● **WORK TO BE COMPLETED**
Among the entries below, find every line that contains the string "queried", then copy it.

Region pointing data:
= = = = = = =

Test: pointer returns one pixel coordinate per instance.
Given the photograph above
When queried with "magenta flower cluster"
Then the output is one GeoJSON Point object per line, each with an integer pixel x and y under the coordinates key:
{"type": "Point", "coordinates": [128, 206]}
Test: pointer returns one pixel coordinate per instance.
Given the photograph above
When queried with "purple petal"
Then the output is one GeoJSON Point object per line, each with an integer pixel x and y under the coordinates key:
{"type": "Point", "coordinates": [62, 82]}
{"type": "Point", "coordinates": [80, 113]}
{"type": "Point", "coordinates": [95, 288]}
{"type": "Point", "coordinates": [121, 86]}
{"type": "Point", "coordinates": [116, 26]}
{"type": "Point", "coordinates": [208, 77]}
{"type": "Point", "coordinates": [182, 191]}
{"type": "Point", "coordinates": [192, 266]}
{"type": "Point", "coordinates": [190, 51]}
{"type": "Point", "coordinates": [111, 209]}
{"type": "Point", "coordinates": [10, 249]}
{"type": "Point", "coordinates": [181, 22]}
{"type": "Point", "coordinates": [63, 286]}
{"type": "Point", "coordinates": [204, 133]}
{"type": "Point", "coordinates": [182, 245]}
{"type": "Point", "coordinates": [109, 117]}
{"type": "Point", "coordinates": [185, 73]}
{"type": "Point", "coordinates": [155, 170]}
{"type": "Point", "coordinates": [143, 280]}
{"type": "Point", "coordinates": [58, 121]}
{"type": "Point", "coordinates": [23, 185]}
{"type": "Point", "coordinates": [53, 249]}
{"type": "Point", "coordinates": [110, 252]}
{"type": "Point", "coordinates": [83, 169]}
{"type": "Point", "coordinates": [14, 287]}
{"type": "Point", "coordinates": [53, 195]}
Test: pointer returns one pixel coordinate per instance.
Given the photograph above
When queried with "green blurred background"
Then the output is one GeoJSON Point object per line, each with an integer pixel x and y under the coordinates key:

= = = = = = =

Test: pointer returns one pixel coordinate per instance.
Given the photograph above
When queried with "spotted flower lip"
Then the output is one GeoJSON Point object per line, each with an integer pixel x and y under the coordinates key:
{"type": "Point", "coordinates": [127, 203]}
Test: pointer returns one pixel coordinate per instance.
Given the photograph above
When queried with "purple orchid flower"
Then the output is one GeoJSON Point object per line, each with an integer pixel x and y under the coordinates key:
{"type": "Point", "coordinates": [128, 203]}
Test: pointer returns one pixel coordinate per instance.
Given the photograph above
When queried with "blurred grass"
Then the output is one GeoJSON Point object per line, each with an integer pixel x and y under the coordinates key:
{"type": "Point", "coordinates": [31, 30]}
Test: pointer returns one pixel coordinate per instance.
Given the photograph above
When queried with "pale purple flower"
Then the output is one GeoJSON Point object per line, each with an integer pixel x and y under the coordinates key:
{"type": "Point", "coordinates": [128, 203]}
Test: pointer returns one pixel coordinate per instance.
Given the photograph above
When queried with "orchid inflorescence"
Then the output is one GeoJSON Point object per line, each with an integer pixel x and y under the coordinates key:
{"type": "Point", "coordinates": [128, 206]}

= = = = = = =

● **TASK OUTPUT**
When queried with "magenta flower cluster"
When queried with "purple petal"
When queried with "green blurred background"
When queried with "spotted flower lip"
When queried with "purple orchid flower"
When queried with "blurred grass"
When queried with "pale purple flower"
When queried with "orchid inflorescence"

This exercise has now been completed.